The data Block Start

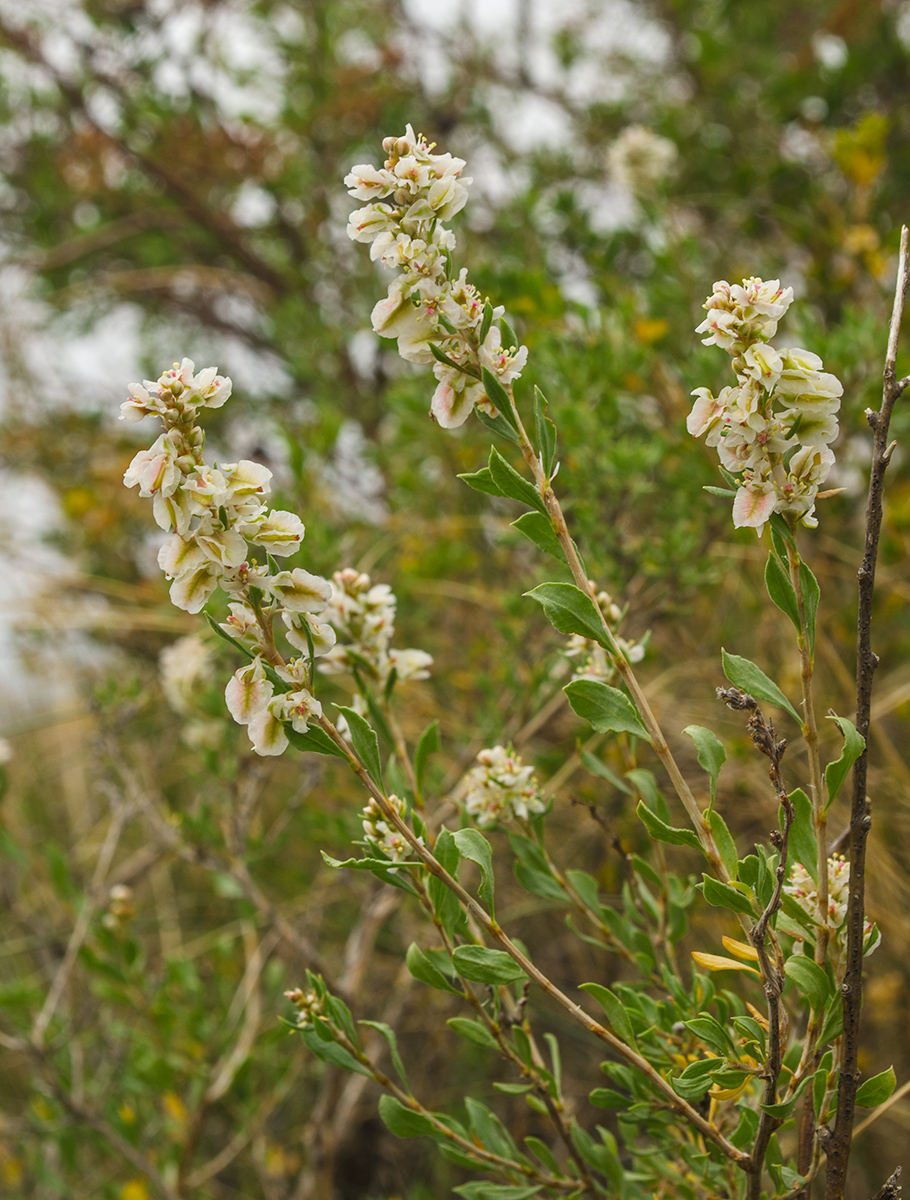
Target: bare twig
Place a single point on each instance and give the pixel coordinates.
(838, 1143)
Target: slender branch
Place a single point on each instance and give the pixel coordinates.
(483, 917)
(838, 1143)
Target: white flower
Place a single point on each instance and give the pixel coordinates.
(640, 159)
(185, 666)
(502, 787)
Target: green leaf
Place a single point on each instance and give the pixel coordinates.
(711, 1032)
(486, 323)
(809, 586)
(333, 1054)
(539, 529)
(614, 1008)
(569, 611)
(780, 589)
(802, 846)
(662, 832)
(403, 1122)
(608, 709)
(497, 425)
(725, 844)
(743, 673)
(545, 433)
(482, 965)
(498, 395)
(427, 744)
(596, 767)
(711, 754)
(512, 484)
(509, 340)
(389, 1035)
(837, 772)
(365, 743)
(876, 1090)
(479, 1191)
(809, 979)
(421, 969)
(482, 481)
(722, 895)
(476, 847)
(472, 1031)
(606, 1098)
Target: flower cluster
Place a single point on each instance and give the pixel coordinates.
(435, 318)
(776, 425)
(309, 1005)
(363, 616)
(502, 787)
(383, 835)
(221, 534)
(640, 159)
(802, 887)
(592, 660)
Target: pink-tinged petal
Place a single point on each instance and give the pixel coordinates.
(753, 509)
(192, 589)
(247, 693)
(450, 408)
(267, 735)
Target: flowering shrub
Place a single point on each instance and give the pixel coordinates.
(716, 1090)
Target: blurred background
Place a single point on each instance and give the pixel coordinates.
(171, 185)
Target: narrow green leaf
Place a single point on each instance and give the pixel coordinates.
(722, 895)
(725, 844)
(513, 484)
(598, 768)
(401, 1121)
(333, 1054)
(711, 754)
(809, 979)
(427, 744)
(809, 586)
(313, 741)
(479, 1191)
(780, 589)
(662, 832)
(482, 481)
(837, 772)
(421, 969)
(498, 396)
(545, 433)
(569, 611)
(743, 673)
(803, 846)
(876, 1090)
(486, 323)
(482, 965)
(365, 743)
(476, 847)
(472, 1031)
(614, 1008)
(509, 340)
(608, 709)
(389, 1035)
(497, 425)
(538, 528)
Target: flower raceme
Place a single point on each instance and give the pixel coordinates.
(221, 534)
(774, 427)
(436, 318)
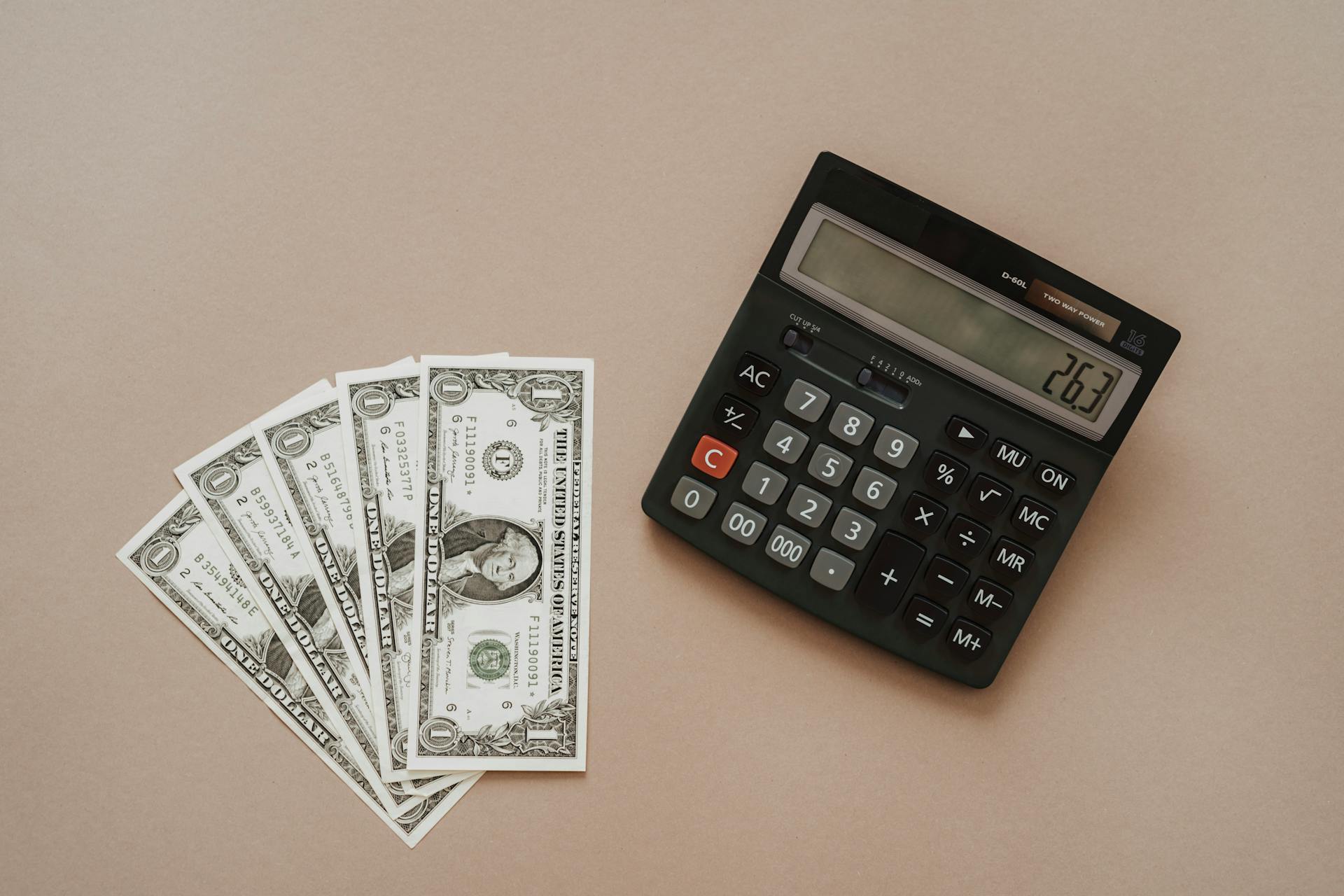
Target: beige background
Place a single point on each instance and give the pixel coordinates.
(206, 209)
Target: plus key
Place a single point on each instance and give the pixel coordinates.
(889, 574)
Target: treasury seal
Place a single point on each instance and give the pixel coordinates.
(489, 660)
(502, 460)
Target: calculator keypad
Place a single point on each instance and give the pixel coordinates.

The data Block End

Exercise instructions
Here the job is to print all the entries above exactly, minus the images.

Written answer
Target: bare twig
Place a single point on each instance and give the pixel coordinates.
(838, 1143)
Target: slender branch
Place a single point on each instance and give the pixel coordinates.
(483, 917)
(838, 1143)
Target: white flower
Place a single point on each instance and give the pixel coordinates.
(640, 159)
(185, 666)
(502, 787)
Target: green leaf
Place a single point on each instance and give the pixel coordinates.
(711, 1032)
(486, 323)
(809, 586)
(333, 1054)
(539, 529)
(614, 1008)
(569, 611)
(780, 589)
(802, 846)
(662, 832)
(403, 1122)
(608, 709)
(497, 425)
(725, 844)
(743, 673)
(545, 433)
(482, 965)
(498, 395)
(427, 744)
(596, 767)
(711, 754)
(512, 484)
(509, 340)
(389, 1035)
(837, 772)
(365, 743)
(876, 1090)
(479, 1191)
(809, 979)
(421, 969)
(482, 481)
(722, 895)
(476, 847)
(472, 1031)
(606, 1098)
Target: flower cluster
Place a single point on each instance and give the pixel coordinates.
(435, 318)
(776, 425)
(309, 1005)
(363, 616)
(502, 787)
(383, 835)
(221, 534)
(640, 159)
(802, 887)
(592, 660)
Target: pink-tinged petal
Place a single point on each instance and give the pixel coordinates.
(753, 509)
(192, 589)
(247, 693)
(450, 408)
(267, 735)
Target: flowering shrub
Place a single point on each instance and give the pixel coordinates.
(716, 1090)
Target: blurred background
Place a single point on each instance and give the pixel coordinates.
(171, 185)
Target: narrow green leaf
Place a single point on each instance and give the pixel coordinates.
(722, 895)
(725, 844)
(513, 484)
(598, 768)
(401, 1121)
(333, 1054)
(711, 754)
(809, 979)
(427, 744)
(809, 586)
(313, 741)
(479, 1191)
(780, 589)
(662, 832)
(482, 481)
(837, 772)
(421, 969)
(498, 396)
(545, 433)
(569, 611)
(743, 673)
(803, 846)
(876, 1090)
(486, 323)
(482, 965)
(365, 743)
(476, 847)
(472, 1031)
(614, 1008)
(509, 340)
(608, 709)
(389, 1035)
(497, 425)
(538, 528)
Target: flower raceme
Place a single point on each instance and give the pixel coordinates.
(221, 534)
(774, 427)
(436, 318)
Target: beige background
Place a single point on each instance and give the pixel coordinates.
(206, 209)
Target: plus key
Place a single point on each instance and give the pixel coordinates.
(889, 574)
Target: treasury seal
Place a single point on each instance and give the pixel coordinates.
(489, 660)
(502, 460)
Target: calculator keypad
Place a single point on each instance and give the pixel coordinates.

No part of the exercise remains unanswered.